Written task A – Count the lines in the records below that contain the word "wooden", treating uppercase and lowercase as different, and give only the number.

Extract –

■ ■ ■ ■ ■

All 4 boxes of python here are meant to clean up the headings for easier access and legibility

In [None]:
df_hispanic.dtypes

In [None]:
df_hispanic = df_hispanic.drop([0, 1]).reset_index(drop=True)

In [None]:
df_hispanic.columns = ['id', 'first', 'first_translated', 'second', 'second_translated']

This block of code looks through 4 coloumns that are all intedned to store data from 1 row/response. Given some text needed to be translated and some did not, there were many coloumns left blank. This is why in the next block of code a new coloumn with all the data is made for easy access. 

In [None]:
def concatenate_text(row):
    text = ""
    if pd.notna(row['first_translated']):
        text += row['first_translated']
    elif pd.notna(row['first']):
        text += row['first']
    
    if pd.notna(row['second_translated']):
        text += ". " + row['second_translated']
    elif pd.notna(row['second']):
        text += ". " + row['second'] 

    return text # This returns the text of the given row

This code uses Sentiment Analyses to determine the polarity of the code, meaning how positive or negative is the given word or words. It also creates a new coloumn to store this text. 

In [None]:
df_hispanic['concatenated_text'] = df_hispanic.apply(concatenate_text, axis=1) # new coloumn of all the data
df_hispanic['source'] = "Hispanic Heritage Fest"

■ ■ ■ ■ ■

Records supplied –

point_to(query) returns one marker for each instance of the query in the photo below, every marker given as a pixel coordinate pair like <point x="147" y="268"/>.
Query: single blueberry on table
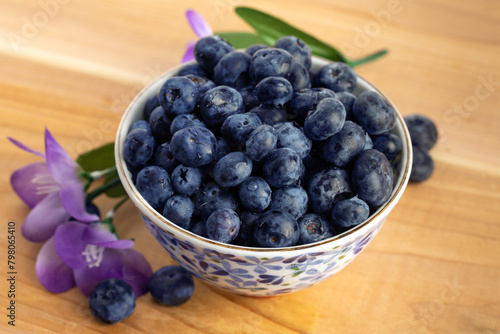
<point x="186" y="180"/>
<point x="423" y="131"/>
<point x="179" y="209"/>
<point x="179" y="95"/>
<point x="270" y="62"/>
<point x="293" y="137"/>
<point x="291" y="199"/>
<point x="275" y="229"/>
<point x="223" y="225"/>
<point x="327" y="187"/>
<point x="283" y="167"/>
<point x="139" y="147"/>
<point x="154" y="184"/>
<point x="343" y="146"/>
<point x="112" y="300"/>
<point x="232" y="169"/>
<point x="372" y="177"/>
<point x="274" y="90"/>
<point x="300" y="51"/>
<point x="171" y="285"/>
<point x="350" y="212"/>
<point x="160" y="122"/>
<point x="209" y="50"/>
<point x="422" y="166"/>
<point x="219" y="103"/>
<point x="373" y="113"/>
<point x="336" y="76"/>
<point x="255" y="194"/>
<point x="194" y="146"/>
<point x="326" y="120"/>
<point x="232" y="70"/>
<point x="261" y="142"/>
<point x="313" y="228"/>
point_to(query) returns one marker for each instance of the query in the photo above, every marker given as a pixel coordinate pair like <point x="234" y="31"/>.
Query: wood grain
<point x="435" y="265"/>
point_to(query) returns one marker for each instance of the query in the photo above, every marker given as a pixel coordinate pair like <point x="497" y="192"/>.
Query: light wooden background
<point x="435" y="265"/>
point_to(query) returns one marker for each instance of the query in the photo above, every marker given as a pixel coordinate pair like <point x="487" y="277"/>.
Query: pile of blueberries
<point x="252" y="148"/>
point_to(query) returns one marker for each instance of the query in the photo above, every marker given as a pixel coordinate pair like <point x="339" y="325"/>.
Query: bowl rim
<point x="143" y="206"/>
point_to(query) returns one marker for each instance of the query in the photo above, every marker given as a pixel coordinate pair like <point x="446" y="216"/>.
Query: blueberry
<point x="223" y="225"/>
<point x="300" y="51"/>
<point x="179" y="95"/>
<point x="306" y="100"/>
<point x="179" y="210"/>
<point x="291" y="199"/>
<point x="164" y="158"/>
<point x="138" y="148"/>
<point x="374" y="114"/>
<point x="294" y="138"/>
<point x="327" y="187"/>
<point x="232" y="169"/>
<point x="350" y="212"/>
<point x="160" y="122"/>
<point x="255" y="47"/>
<point x="255" y="194"/>
<point x="237" y="128"/>
<point x="423" y="131"/>
<point x="194" y="146"/>
<point x="299" y="77"/>
<point x="261" y="142"/>
<point x="283" y="167"/>
<point x="202" y="83"/>
<point x="276" y="229"/>
<point x="194" y="69"/>
<point x="270" y="62"/>
<point x="372" y="177"/>
<point x="422" y="166"/>
<point x="274" y="90"/>
<point x="336" y="76"/>
<point x="171" y="285"/>
<point x="185" y="121"/>
<point x="209" y="50"/>
<point x="269" y="114"/>
<point x="186" y="180"/>
<point x="112" y="300"/>
<point x="387" y="143"/>
<point x="343" y="146"/>
<point x="326" y="120"/>
<point x="219" y="103"/>
<point x="154" y="184"/>
<point x="212" y="197"/>
<point x="232" y="70"/>
<point x="313" y="228"/>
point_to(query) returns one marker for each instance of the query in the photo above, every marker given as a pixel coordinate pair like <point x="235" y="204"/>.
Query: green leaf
<point x="241" y="40"/>
<point x="271" y="28"/>
<point x="98" y="159"/>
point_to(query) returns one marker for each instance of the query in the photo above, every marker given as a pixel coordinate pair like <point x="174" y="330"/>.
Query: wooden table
<point x="73" y="66"/>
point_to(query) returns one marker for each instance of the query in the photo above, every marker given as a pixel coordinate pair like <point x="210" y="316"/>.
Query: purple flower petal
<point x="199" y="25"/>
<point x="33" y="182"/>
<point x="189" y="54"/>
<point x="25" y="148"/>
<point x="69" y="245"/>
<point x="42" y="221"/>
<point x="61" y="166"/>
<point x="51" y="271"/>
<point x="73" y="200"/>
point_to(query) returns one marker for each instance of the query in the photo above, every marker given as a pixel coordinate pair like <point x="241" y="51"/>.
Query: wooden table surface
<point x="74" y="65"/>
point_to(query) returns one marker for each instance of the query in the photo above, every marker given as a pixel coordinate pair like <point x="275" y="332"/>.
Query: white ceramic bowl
<point x="259" y="271"/>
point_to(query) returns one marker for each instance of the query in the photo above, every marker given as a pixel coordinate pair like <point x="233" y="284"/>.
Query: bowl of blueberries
<point x="263" y="171"/>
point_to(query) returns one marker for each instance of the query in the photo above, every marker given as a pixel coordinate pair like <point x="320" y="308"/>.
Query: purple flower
<point x="86" y="254"/>
<point x="53" y="190"/>
<point x="200" y="27"/>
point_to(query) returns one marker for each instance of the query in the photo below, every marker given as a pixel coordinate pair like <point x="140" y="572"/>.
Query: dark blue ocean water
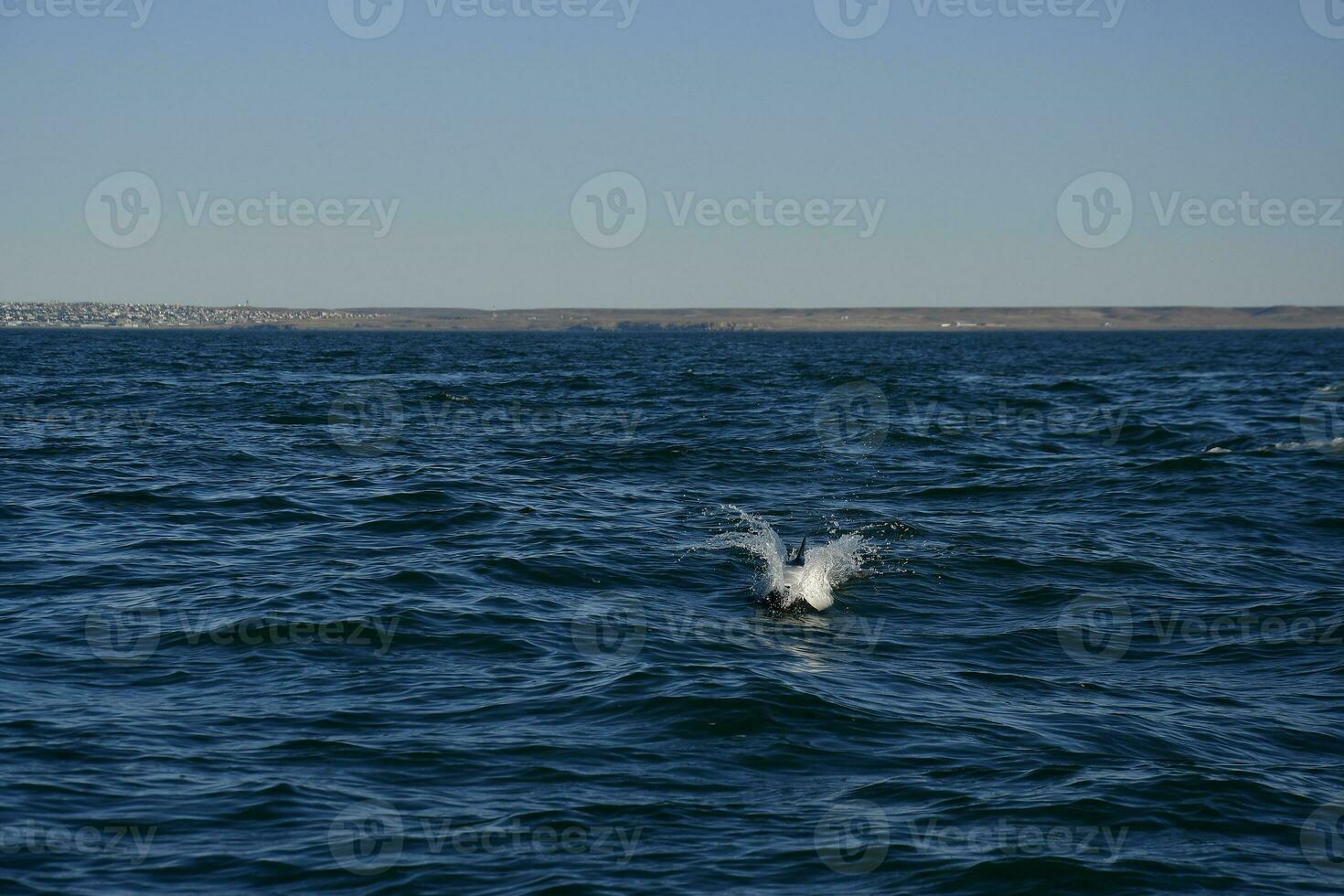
<point x="446" y="613"/>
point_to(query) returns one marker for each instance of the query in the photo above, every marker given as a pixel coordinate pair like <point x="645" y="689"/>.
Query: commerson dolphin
<point x="791" y="578"/>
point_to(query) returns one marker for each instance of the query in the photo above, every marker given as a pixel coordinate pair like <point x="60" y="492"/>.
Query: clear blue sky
<point x="484" y="128"/>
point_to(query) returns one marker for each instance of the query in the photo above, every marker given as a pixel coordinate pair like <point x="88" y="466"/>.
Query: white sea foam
<point x="826" y="569"/>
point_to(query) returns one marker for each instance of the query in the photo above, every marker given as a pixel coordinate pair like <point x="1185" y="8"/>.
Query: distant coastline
<point x="857" y="320"/>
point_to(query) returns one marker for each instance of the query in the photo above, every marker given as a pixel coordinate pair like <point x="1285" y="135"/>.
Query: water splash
<point x="827" y="567"/>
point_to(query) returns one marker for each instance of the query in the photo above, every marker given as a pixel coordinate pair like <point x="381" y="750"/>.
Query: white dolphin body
<point x="801" y="581"/>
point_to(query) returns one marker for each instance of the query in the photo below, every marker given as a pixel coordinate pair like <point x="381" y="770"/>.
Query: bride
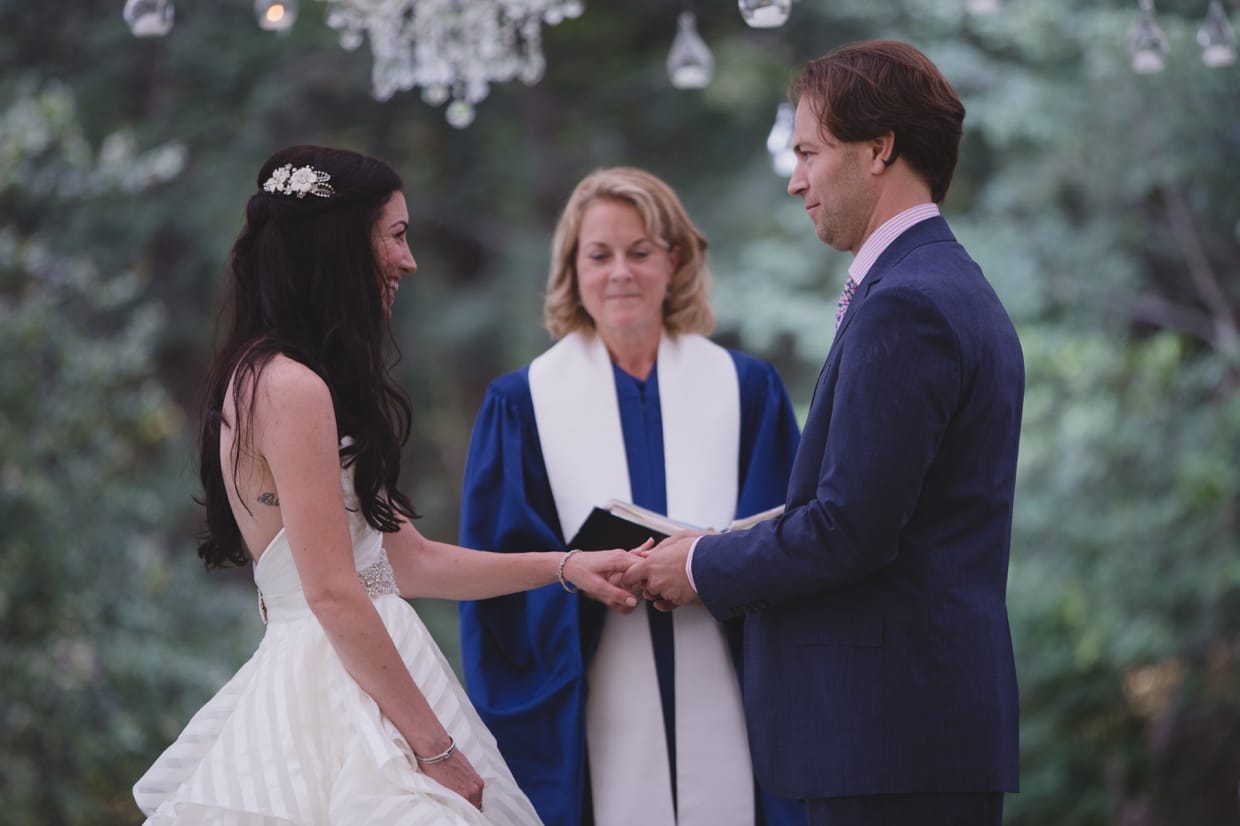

■ ■ ■ ■ ■

Written task B – List every column name of df_hispanic that the Python notebook excerpt above assigns or creates.

Written reply A – 3

Written reply B –
- id
- first
- first_translated
- second
- second_translated
- concatenated_text
- source